Activity: The result must match the data exactly, line for line.

[[ Provided data open ]]

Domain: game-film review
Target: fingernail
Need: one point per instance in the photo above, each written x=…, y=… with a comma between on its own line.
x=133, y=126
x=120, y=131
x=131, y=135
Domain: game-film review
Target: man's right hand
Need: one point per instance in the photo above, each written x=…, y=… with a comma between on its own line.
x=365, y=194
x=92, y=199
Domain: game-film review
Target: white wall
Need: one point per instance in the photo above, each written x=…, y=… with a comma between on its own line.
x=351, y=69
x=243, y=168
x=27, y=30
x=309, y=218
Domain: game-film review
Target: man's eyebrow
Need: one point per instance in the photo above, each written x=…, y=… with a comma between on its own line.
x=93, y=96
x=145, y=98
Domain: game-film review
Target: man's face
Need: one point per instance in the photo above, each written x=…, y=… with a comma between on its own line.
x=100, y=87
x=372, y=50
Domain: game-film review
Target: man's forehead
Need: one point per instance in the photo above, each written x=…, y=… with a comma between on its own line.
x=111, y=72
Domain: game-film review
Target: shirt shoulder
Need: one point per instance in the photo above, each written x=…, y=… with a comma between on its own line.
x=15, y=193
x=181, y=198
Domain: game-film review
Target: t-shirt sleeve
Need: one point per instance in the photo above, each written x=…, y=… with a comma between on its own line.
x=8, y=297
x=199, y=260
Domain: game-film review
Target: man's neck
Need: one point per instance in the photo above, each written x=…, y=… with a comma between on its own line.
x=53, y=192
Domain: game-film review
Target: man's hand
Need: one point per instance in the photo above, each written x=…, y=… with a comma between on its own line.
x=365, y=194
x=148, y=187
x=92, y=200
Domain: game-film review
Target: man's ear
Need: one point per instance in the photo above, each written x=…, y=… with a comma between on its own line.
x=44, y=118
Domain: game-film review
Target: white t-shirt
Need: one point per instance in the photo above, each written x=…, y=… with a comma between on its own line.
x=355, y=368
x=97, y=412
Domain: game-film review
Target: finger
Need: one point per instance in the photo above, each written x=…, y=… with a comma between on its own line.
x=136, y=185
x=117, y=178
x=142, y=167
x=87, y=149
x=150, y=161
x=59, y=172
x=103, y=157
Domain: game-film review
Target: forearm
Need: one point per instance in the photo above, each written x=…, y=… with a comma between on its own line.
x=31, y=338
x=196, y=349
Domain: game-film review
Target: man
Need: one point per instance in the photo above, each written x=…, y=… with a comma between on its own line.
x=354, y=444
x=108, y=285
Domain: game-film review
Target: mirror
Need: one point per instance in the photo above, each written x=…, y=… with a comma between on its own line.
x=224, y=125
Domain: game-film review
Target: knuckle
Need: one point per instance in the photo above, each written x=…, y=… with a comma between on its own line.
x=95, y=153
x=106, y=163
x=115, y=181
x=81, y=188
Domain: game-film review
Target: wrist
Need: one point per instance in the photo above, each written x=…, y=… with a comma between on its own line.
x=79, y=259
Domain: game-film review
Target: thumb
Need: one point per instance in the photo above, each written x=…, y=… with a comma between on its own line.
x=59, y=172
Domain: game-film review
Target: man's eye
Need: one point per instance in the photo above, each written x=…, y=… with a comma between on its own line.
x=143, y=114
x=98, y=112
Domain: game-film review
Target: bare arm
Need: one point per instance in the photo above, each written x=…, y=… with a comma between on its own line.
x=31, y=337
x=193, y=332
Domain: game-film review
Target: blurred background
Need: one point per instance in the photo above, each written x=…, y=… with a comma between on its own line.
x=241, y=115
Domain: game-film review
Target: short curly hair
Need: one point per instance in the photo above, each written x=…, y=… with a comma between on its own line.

[[ Provided data closed ]]

Result for this task:
Domain: game-film review
Target: fingernail
Need: one point per instance in the photo above, each written x=…, y=… with a comma between on its own line.
x=133, y=126
x=120, y=131
x=131, y=135
Domain: game-film review
Target: man's right hand
Need: one point per instance in the photo above, each written x=…, y=… with a comma between on its own line.
x=365, y=194
x=92, y=199
Domain: game-film review
Target: white wall
Need: one point per instance in the photo above, each written x=…, y=… with a comma between on its own line.
x=351, y=69
x=243, y=168
x=27, y=30
x=309, y=218
Domain: game-film review
Target: man's eyebrow
Need: one point per instance in the photo above, each written x=…, y=… with a comma between on its own line.
x=93, y=96
x=145, y=98
Domain: game-film review
Target: man's face
Need: one point per instance in the photo above, each written x=…, y=… with a comma between on its own line.
x=100, y=87
x=372, y=50
Domain: game-film review
Target: man's forehead
Need: one point per instance in the photo above, each written x=…, y=… with a comma between on its own line.
x=111, y=72
Domain: game-film review
Target: shirt shoulder
Need: one point per instance in the photo above, each written x=…, y=… with a comma between on its own line.
x=15, y=193
x=181, y=198
Domain: game-film review
Target: t-shirt sleeve
Need: one point per instance in the photo above, each written x=…, y=… with a comma between on its own line.
x=8, y=297
x=199, y=260
Domain: game-film review
Target: man's neck
Need: one point per instance in the photo above, each written x=…, y=… with a comma between on its own line.
x=53, y=192
Domain: game-film review
Target: man's hand
Need: one point per instance in the photo above, each written x=…, y=… with a comma between on its own line.
x=365, y=194
x=148, y=187
x=92, y=200
Domain: game-film review
Target: man's ear
Need: one point per instance in the photo above, each written x=…, y=… with a comma between on its own line.
x=44, y=118
Domain: game-film review
Target: white t-shirt
Need: one point per instance in the photo above, each written x=…, y=… with a comma between on its own line.
x=355, y=368
x=97, y=412
Domain: game-film review
Target: finger
Need: one point per instance in the photo above, each written x=…, y=… with a comma between on its own line.
x=136, y=185
x=117, y=178
x=142, y=167
x=87, y=149
x=150, y=161
x=59, y=172
x=103, y=157
Domain: game-film review
Target: forearm
Need: one point per instance in the photo above, each written x=…, y=… with a comma between on its own line.
x=31, y=338
x=196, y=349
Domain: game-film review
Target: man
Need: one point per instance in the photo above, each written x=…, y=… with a comma between on its own line.
x=354, y=444
x=108, y=285
Domain: game-film review
Target: mirror
Need: one point per instance in the photo above, each written x=…, y=… with a comma between on its own line.
x=224, y=125
Domain: game-film review
Target: knuckle
Need: one point per instance in the photo above, each written x=…, y=… with a comma between on its own line.
x=95, y=153
x=106, y=163
x=115, y=181
x=81, y=188
Domain: game-film review
Target: wrist
Need: one point per instance in the photo above, each written x=…, y=… with a comma between on its own line.
x=79, y=259
Domain: game-film review
Target: thumb
Need: one point per instance in the photo above, each written x=…, y=… with a comma between on its own line.
x=59, y=172
Domain: game-film review
Target: man's eye
Need: one point per instance in the photo above, each written x=…, y=… with a comma between on its own line.
x=143, y=114
x=98, y=112
Domain: game-film review
Target: bare arm
Need: one point per instance in the photo above, each written x=…, y=… with a comma between on its own line.
x=31, y=337
x=193, y=332
Domain: game-film review
Target: blurred background
Need: one point per instance in the photo above, each written x=…, y=… with a comma between on its own line.
x=241, y=115
Domain: game-film review
Target: short curly hair
Need: one point per instance in the photo above, each written x=…, y=… with a comma between on its own line.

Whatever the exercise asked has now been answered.